***** TEXT EXCERPT *****

Well, I’ve been teaching since the beginning of 1988. So all that time would be long. I mean, I’ve got some people who have been having lessons probably that long, but not with me all the time – they were somewhere else before. A couple of musicians like that. And there is one woman who comes not that often now – an elderly woman. She’s now in her 70s. I think she must have been coming over ten years.

– Why does this person keep coming to you?

Shall I give you her phone number? (laugh)

Actually with her, it’s interesting. I’m not quite sure. I think she likes me (everyone laugh).

Just in a comfortable way.. I’m just thinking about the musician people… there is something in the people who keep coming where they’re interested in learning but where there is also just this assumption that you can get helped and supported by someone doing that with you. So there doesn’t have to be, and I quite like that, it takes off me. Sometimes maybe too much the sense that they’ve got to learn something. Actually, maybe not. Maybe it’s enough to come.

So when I said she likes me, it’s like maybe it’s enough to just have that reminder of something — something shift a little bit, to be supported, to be in a place where you remember, to have someone be kind to you and pay attention to you. Also I realize there’re something about that which helps me give up some control as a teacher. Also with younger people I had to do that. That I might never know their reasons for coming, is fine. If I give something, maybe it’s not mine to also have the ‘why’ or the every thing. And the other thing, of course, of people who’ve come a long time, is that they have their motivation.

*****

## [WHAT THE TASK REQUIRES]
Please answer from the teaching interview: since when has the speaker been teaching? The listing comes from a separate source.

***** LISTED RECORDS *****

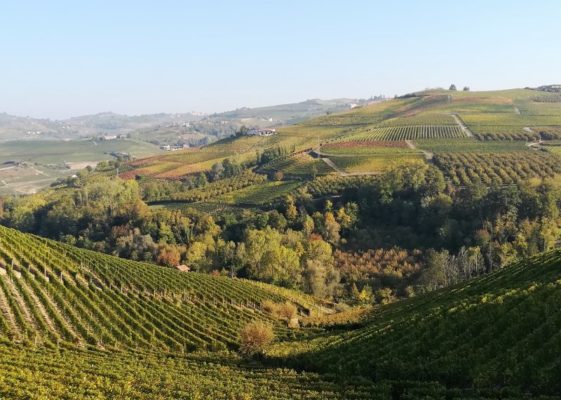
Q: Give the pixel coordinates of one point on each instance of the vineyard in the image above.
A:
(500, 168)
(217, 188)
(52, 293)
(375, 163)
(299, 165)
(45, 373)
(496, 336)
(410, 132)
(336, 184)
(258, 195)
(364, 146)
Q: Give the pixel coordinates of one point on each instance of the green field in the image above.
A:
(57, 152)
(503, 327)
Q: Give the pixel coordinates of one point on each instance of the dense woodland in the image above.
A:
(405, 232)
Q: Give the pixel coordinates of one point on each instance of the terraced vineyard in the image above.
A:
(500, 168)
(375, 163)
(217, 188)
(79, 374)
(299, 165)
(497, 336)
(336, 184)
(51, 293)
(410, 132)
(258, 195)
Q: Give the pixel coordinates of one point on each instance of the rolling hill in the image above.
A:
(498, 333)
(495, 137)
(78, 324)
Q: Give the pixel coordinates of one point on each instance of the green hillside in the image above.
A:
(500, 332)
(52, 293)
(423, 127)
(76, 324)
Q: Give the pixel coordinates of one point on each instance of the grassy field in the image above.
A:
(57, 152)
(42, 162)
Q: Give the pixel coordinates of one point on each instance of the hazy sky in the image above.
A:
(66, 58)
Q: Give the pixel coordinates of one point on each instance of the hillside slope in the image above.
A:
(501, 330)
(52, 293)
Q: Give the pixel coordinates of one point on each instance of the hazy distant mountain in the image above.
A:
(164, 127)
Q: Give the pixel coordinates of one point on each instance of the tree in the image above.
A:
(254, 337)
(168, 255)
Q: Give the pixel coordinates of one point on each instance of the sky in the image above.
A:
(67, 58)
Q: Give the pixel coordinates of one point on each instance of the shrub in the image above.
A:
(254, 337)
(287, 311)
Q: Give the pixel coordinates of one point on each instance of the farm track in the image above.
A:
(463, 126)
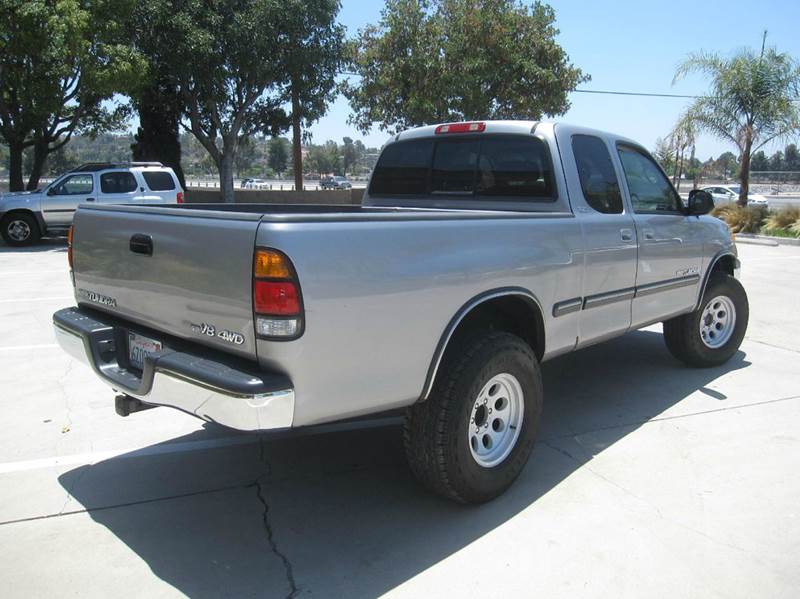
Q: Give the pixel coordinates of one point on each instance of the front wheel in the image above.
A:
(710, 335)
(472, 437)
(20, 229)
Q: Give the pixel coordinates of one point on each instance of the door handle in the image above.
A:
(142, 244)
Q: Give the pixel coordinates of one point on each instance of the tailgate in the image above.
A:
(187, 273)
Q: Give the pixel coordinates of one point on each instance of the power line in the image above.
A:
(652, 95)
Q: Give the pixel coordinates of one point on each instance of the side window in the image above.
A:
(118, 182)
(454, 167)
(596, 172)
(159, 180)
(650, 190)
(515, 167)
(403, 168)
(75, 185)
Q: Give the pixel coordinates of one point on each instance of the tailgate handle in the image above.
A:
(142, 244)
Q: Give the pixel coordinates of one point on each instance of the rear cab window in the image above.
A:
(159, 180)
(118, 182)
(499, 168)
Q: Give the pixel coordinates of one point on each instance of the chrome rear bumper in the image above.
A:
(211, 390)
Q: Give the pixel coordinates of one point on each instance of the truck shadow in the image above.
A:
(45, 245)
(344, 514)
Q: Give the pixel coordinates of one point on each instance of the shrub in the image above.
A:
(741, 219)
(782, 219)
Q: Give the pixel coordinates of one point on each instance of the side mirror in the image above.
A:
(700, 202)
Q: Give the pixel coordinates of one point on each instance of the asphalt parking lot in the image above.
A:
(650, 479)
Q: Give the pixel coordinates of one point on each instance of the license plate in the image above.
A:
(139, 347)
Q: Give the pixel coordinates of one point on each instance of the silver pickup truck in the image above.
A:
(481, 250)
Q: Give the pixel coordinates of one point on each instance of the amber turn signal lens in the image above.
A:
(270, 264)
(69, 247)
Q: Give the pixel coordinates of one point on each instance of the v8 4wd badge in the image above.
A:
(210, 330)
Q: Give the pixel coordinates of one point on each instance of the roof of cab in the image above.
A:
(517, 127)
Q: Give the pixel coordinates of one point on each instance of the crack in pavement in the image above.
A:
(257, 484)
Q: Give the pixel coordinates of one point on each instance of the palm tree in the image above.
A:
(753, 100)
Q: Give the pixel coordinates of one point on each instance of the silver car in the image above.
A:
(26, 216)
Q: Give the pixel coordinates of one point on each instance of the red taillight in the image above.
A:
(69, 246)
(277, 303)
(475, 127)
(276, 298)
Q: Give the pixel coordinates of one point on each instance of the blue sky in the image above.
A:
(626, 45)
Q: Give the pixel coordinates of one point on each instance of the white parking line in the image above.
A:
(36, 299)
(25, 347)
(17, 273)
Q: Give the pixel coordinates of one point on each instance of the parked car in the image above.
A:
(481, 250)
(26, 216)
(726, 194)
(335, 183)
(256, 184)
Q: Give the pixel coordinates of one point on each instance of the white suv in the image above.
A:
(28, 215)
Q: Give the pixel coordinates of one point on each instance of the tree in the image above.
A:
(433, 61)
(682, 137)
(349, 155)
(751, 101)
(159, 108)
(792, 158)
(312, 57)
(224, 58)
(278, 155)
(776, 162)
(60, 63)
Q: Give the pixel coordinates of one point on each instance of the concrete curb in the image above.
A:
(765, 240)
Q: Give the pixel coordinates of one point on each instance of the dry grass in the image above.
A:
(782, 219)
(741, 219)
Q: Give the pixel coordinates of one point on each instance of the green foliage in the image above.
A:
(751, 101)
(448, 60)
(278, 157)
(60, 62)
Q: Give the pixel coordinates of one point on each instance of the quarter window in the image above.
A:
(159, 180)
(650, 190)
(75, 185)
(117, 182)
(596, 173)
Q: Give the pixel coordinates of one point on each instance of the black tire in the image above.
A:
(682, 334)
(13, 225)
(436, 431)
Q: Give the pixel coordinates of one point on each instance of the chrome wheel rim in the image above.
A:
(18, 230)
(717, 322)
(495, 420)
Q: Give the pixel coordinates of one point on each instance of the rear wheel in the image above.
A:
(20, 229)
(710, 335)
(472, 437)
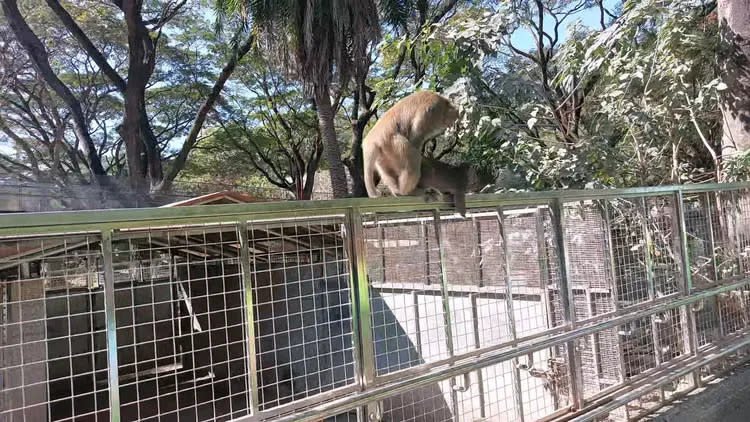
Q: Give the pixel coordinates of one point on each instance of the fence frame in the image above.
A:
(370, 389)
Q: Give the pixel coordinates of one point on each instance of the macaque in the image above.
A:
(393, 148)
(446, 179)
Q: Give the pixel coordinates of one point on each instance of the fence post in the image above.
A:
(687, 316)
(247, 271)
(567, 301)
(361, 313)
(612, 267)
(109, 312)
(445, 293)
(516, 374)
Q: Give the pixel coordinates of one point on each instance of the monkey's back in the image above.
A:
(418, 117)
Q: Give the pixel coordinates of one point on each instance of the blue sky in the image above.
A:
(523, 40)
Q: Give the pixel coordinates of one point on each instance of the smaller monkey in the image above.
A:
(446, 179)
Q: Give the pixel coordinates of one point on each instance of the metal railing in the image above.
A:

*****

## [OUTPUT FOR THIS EXERCISE]
Since the beginning of 1988.